_EXERCISE SET_:
1. In the passage on the temptation of Jesus, who undertook the same task as Satan during the Lord's public life?
2. Reproduce the part of the passage on the temptation of Jesus that starts with "3. It was unlikely" and goes on through "in intense conflict.".

_TEXT PASSAGE_:
________________________________________

2. Such a temptation would be a severe one, and would touch a vital point in the work of redemption. Notwithstanding the ingenious efforts of commentators, it is hard to see why our Saviour should be driven into the wilderness, to enter into a mighty conflict with the devil, on the point whether he should ever work a miracle to satisfy his personal wants. But if Satan designed to dispute and deny his power to work a miracle, and to fling this reproach in his face, till he should either believe it, or be maddened to attempt a miracle to pander to the devil's curiosity, then we can see that, to one who had not yet performed his first miracle, the taunt was bitter, and the temptation severe.

3. It was unlikely that Jesus would perform any miracle at the devil's bidding. Satan could not have expected it; but the grounds for demanding one were plausible enough to form a basis for discrediting Jesus' powers, and insisting that he was no Saviour.

4. The view we advocate harmonizes with the notion that this temptation is a specimen. The attempt to discredit Jesus' power as a divine Saviour, on the ground of his human nature and lowly condition, admits of a great variety of modes, and when pursued with the malice and ingenuity of an arch-fiend, would not fail to move the Saviour's soul in intense conflict.

If it be objected to this view, that Satan could not have undertaken so hopeless a task as is here supposed, it may be sufficient answer, to say that his votaries undertook the very same task during our Lord's public life. They tried to put down Jesus' claim, by demanding miracles which they never expected him to perform, and did not believe he could perform. In this they were of their father the devil.

This view of the temptation throws light upon the significance of our Saviour's reply: "Man shall not live by bread

alone, but by every word that proceedeth out of the mouth. of God." He might have declined the miracle without giving a reason. If he afterwards peremptorily refused a sign to an "evil and adulterous generation" which sought it from improper motives, much more might he have refused one to the evil one himself. Yet he condescended to show that the miracle was needless, and that such a test as Satan proposed was therefore unreasonable: "I will not perform the miracle, because, being unnecessary and no part of my duty, I will not stake the evidence of my Sonship on it. 'The meat that perisheth' is little worth. I will not doubt that I am the Son of God at such a test as thine. I decline the devil's miracle, and shall only work the works of him. that sent me."

Satan undoubtedly was not satisfied with the reason. Changing the words afterwards uttered at the cross, but not their spirit, we can hear him say: "Ah! thou that wast just called the Son of God, thou that aspirest to be the world's Redeemer, save thyself from hunger, and I will be thy first follower."

________________________________________

_MATERIAL_:
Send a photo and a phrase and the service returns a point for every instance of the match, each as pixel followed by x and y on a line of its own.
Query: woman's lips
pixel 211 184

________________________________________

_RESULTS OF THE EXERCISE_:
1. Satan's votaries.

2.
3. It was unlikely that Jesus would perform any miracle at the devil's bidding. Satan could not have expected it; but the grounds for demanding one were plausible enough to form a basis for discrediting Jesus' powers, and insisting that he was no Saviour.

4. The view we advocate harmonizes with the notion that this temptation is a specimen. The attempt to discredit Jesus' power as a divine Saviour, on the ground of his human nature and lowly condition, admits of a great variety of modes, and when pursued with the malice and ingenuity of an arch-fiend, would not fail to move the Saviour's soul in intense conflict.